**TASK GOAL:** Comb through the entries for "head" and pull out each line that holds it.

(Dataset entries)
::::::::

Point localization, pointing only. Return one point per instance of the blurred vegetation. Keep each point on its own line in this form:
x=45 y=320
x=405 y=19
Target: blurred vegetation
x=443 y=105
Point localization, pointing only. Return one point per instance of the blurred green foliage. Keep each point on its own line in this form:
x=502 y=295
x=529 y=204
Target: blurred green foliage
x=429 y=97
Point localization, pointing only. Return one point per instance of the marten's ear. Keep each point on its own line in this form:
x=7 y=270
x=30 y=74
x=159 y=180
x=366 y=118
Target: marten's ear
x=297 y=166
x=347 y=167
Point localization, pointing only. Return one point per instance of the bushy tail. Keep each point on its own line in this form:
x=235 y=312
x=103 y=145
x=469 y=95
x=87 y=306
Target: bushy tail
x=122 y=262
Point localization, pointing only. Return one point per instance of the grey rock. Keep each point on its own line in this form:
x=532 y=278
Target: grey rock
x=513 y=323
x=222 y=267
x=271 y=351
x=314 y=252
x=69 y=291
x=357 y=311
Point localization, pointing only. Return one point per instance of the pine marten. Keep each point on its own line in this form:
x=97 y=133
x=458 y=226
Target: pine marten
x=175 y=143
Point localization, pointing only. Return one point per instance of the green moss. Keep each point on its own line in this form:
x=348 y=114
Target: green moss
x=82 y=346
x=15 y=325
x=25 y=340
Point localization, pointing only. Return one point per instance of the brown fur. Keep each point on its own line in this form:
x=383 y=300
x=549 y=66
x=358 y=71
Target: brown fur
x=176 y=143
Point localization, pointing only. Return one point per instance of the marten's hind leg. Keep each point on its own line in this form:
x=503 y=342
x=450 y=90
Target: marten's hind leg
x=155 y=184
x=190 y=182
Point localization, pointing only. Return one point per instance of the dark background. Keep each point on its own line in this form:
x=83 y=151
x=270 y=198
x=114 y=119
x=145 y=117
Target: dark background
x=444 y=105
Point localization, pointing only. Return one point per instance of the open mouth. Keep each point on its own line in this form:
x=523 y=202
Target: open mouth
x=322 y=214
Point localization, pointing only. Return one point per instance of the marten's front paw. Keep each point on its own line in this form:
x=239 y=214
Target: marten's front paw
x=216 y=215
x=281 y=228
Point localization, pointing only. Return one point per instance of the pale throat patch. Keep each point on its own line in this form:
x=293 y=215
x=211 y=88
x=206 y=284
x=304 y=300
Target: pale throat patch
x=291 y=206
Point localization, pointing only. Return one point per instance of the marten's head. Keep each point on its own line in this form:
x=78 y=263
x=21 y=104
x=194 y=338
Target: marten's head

::::::::

**TASK OUTPUT:**
Point localization, pointing only. Return one point per instance of the marten's head. Keep each point on its own line in this form:
Target: marten's head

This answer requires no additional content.